_Work order A_
In the Seahawks blog post, copy the part from "For years, this" up to and including "laughter only increased.", substituting "mockery" for "laughter".
_Work order B_
According to the Seahawks blog post, what song did the Seahawks trot out to in Super Bowl XL?
_Work order C_
Translate this sentence from the Seahawks blog post into Spanish: "Forget the validity of the call for a moment."

_Document section_
§

Every Twelve knows in his heart the phenomenon that Hawkblogger and I are describing here. The Seahawks are not the darlings of the NFL. We are not one of the media-market teams that bring ratings to the league's showcase games. We are not the team that the league would hold up as their paragon of talent and hardnosed professionalism. Our team is the red-headed stepchildren, and we share its status amongst fan circles.

For years, this status has taken passive voice as "Southern Alaska" as the team has wallowed in the muck of mediocrity with nobody feeling the need to pile on. Before that, it was "bullies of the basement" as we dominated the weak NFC West. It reached a passive-aggressive crescendo as the Seahawks trotted out to "Bittersweet Symphony" in Super Bowl XL and promptly got handed a yellow-colored, not-so-subtle memo as to which team's storylines the league thought more of. And once Pete Carroll the Rebel arrived, the laughter only increased.

So now that Golden Tate, Brandon Browner, Kam Chancellor and associates have finally taken a stand against the willful ignorance and literally body-slammed their way into the national spotlight, will the Seahawks ever be known as anything other than "The Ones Who Kept the Packers From Starting 2-1"?

I cannot believe the hypocrisy sweeping the nation over the Golden Tate touchdown. Forget the validity of the call for a moment. Where was this rending of garments and gnashing of teeth at the end of Super Bowl XL? I vividly remember the resounding snide dismissal from around the country: "If you wanted to win, there were plenty of dropped passes your team could have avoided. You deserved to lose. Deal with it."

§

_Records_
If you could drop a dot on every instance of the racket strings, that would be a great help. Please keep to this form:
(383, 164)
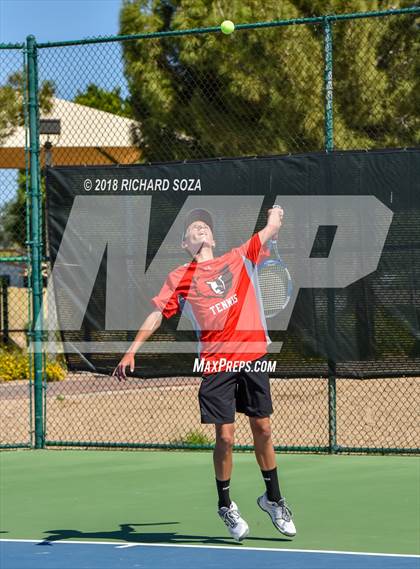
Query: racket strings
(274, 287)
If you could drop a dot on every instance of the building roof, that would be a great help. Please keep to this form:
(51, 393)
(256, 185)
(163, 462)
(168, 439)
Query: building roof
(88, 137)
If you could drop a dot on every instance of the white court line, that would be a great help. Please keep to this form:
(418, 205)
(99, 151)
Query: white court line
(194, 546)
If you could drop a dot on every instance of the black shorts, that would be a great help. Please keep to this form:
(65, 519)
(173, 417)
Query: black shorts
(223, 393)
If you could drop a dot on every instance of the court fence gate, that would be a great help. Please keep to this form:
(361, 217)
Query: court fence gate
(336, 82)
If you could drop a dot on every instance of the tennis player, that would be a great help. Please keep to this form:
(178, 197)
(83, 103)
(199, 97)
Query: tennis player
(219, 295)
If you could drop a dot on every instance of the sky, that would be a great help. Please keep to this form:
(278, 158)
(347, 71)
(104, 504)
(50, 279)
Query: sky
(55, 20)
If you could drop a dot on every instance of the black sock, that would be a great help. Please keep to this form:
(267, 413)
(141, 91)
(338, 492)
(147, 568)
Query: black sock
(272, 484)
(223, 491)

§

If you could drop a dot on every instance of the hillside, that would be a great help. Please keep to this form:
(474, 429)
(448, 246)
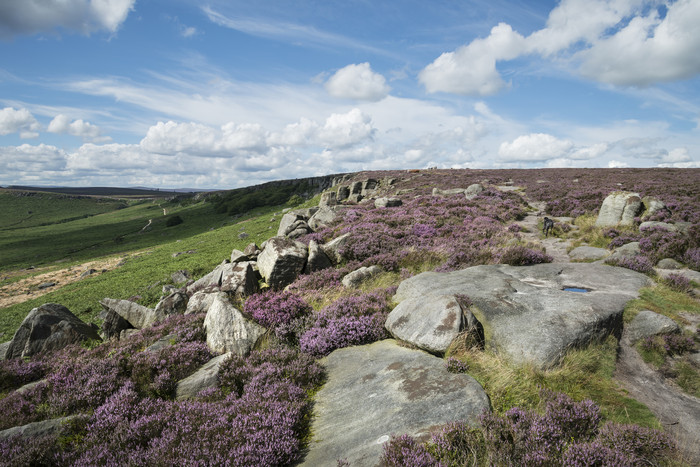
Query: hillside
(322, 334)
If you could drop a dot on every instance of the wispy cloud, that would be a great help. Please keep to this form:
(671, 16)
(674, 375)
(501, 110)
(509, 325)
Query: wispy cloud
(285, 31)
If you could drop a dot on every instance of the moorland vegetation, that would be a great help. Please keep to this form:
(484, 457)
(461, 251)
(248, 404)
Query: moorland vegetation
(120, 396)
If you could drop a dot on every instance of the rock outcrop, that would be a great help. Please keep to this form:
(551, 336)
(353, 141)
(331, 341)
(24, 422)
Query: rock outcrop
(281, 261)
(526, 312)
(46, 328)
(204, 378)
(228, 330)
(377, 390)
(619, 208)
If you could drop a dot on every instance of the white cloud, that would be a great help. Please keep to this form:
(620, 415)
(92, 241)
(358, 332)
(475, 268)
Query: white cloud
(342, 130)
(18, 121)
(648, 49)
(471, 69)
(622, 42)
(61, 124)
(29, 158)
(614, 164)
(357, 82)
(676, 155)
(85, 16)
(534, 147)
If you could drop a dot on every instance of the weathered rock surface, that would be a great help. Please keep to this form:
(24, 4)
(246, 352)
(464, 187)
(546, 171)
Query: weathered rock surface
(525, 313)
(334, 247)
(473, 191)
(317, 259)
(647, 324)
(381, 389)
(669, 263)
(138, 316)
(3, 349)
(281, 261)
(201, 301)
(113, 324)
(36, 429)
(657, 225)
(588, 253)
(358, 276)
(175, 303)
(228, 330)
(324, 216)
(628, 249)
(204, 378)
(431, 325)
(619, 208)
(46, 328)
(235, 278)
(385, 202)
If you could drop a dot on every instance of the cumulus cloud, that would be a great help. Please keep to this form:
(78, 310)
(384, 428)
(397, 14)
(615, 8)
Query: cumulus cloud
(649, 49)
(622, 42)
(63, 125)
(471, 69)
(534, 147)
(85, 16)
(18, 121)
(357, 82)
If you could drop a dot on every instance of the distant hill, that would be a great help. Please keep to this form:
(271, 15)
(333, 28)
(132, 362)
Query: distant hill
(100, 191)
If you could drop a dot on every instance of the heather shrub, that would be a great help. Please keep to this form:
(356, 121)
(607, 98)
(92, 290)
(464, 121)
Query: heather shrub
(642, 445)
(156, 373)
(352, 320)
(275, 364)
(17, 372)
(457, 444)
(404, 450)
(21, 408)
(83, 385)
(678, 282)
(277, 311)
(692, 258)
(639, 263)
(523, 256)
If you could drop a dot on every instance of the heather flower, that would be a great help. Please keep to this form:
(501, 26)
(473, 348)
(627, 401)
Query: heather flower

§

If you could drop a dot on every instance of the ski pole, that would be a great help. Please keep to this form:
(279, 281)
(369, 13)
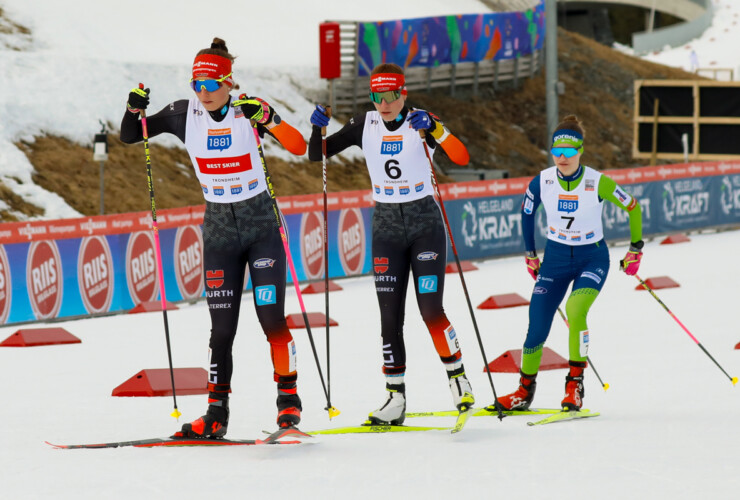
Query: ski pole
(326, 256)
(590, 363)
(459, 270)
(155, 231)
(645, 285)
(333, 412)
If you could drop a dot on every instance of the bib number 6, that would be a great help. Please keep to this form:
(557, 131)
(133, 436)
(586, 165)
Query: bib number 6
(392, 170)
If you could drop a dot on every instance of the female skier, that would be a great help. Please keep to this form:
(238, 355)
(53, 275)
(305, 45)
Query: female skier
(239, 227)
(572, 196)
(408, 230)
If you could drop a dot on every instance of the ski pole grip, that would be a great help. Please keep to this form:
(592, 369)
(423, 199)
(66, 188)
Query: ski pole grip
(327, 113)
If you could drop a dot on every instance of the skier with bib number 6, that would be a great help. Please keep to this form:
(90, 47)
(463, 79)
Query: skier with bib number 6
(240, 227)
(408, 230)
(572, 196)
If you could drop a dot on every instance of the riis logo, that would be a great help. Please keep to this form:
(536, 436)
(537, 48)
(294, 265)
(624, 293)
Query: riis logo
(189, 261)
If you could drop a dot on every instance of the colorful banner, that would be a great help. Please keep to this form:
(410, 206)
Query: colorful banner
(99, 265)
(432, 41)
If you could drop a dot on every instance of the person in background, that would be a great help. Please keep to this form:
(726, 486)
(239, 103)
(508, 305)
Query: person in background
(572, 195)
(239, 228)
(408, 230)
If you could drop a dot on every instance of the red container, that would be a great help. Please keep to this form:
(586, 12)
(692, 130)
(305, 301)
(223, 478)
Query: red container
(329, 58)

§

_Written reply A_
For years, this status has taken passive voice as "Southern Alaska" as the team has wallowed in the muck of mediocrity with nobody feeling the need to pile on. Before that, it was "bullies of the basement" as we dominated the weak NFC West. It reached a passive-aggressive crescendo as the Seahawks trotted out to "Bittersweet Symphony" in Super Bowl XL and promptly got handed a yellow-colored, not-so-subtle memo as to which team's storylines the league thought more of. And once Pete Carroll the Rebel arrived, the mockery only increased.

_Written reply B_
"Bittersweet Symphony"

_Written reply C_
Olvídense por un momento de la validez de la decisión arbitral.